### AIM OF THE EXERCISE
Reproduce every one of the records below verbatim, keeping each line and its order unchanged.

### Records of labeled boxes
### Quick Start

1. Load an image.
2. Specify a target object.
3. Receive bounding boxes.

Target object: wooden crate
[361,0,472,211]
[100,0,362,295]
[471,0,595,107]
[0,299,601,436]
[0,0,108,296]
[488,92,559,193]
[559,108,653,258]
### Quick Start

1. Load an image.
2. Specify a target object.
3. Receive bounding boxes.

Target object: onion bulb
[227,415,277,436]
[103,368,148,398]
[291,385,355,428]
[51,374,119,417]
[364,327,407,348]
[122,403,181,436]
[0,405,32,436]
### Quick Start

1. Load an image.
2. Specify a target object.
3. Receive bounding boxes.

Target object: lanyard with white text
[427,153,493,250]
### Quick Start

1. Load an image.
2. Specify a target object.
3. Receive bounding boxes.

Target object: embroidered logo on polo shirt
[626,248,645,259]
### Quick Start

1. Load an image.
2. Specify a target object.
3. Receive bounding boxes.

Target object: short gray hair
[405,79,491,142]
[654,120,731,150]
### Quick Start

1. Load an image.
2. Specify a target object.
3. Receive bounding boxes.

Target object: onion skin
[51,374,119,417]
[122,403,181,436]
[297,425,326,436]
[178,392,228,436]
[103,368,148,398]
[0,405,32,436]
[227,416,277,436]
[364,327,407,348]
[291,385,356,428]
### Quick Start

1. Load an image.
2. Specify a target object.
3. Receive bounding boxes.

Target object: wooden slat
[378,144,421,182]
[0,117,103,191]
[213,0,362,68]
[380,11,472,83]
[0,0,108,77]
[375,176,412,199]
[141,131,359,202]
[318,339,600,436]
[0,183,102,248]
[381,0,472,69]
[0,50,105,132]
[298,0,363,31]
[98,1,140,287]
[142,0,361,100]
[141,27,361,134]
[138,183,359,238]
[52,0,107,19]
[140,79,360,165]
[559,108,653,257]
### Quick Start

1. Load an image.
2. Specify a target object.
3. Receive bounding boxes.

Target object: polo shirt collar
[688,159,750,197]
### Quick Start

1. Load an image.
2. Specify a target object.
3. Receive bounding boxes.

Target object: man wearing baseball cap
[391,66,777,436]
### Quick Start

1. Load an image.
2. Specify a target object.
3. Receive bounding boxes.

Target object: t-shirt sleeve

### WRITTEN RESPONSE
### Quick Start

1. Load an image.
2. Specify a target object.
3. Receive bounding boxes.

Target object: wooden crate
[361,0,472,211]
[100,0,362,295]
[471,0,595,107]
[0,299,601,436]
[0,0,108,296]
[488,92,559,193]
[559,108,653,258]
### Quick Start

1. Load an image.
2. Specify a target object.
3. Receive bounding boxes.

Target object: onion bulb
[227,415,277,436]
[103,368,148,398]
[291,385,355,428]
[51,374,119,417]
[364,327,407,348]
[122,403,181,436]
[0,405,32,436]
### Quick Start

1. Load an image.
2. Specify a target object.
3. Receive bounding boxes.

Target object: lanyard with white text
[427,153,493,250]
### Quick Start

1. Load an image.
2. Specify a target object.
3. Receive bounding boxes.

Target object: embroidered logo on polo shirt
[626,248,645,259]
### Quick Start

1. Load an image.
2. Specify a target object.
3. Receive bounding boxes.

Target object: short gray hair
[405,79,491,142]
[654,120,731,150]
### Quick Start

1. Load an image.
2. Specify a target object.
3. Receive bounding boxes.

Target object: onion skin
[51,374,119,417]
[122,403,181,436]
[297,425,326,436]
[178,392,228,436]
[103,368,148,398]
[0,405,32,436]
[227,416,277,436]
[364,327,407,348]
[291,385,356,428]
### Quick Start

1. Load an image.
2. Specify a target object.
3. Receive bounding boxes.

Target object: wooden slat
[378,144,421,182]
[0,117,103,191]
[213,0,362,68]
[380,11,472,83]
[0,0,108,77]
[375,176,412,199]
[141,131,359,202]
[318,339,600,436]
[0,183,102,248]
[381,0,472,69]
[0,50,105,132]
[298,0,363,31]
[98,1,140,287]
[142,0,361,100]
[141,27,361,134]
[138,183,359,238]
[52,0,107,19]
[140,79,360,165]
[559,108,653,257]
### Quick Start

1. Load an image.
2. Specify a target object.
3. Receive bounding boxes.

Target object: polo shirt collar
[688,159,750,197]
### Quick Start

1. Load an image.
2. Specify a target object.
3. Receive bounding boxes.

Target object: man wearing baseball cap
[391,66,777,436]
### Quick Start

1. Load an image.
2. Specify a target object.
3. Receive bounding boxes.

Target object: t-shirt sleeve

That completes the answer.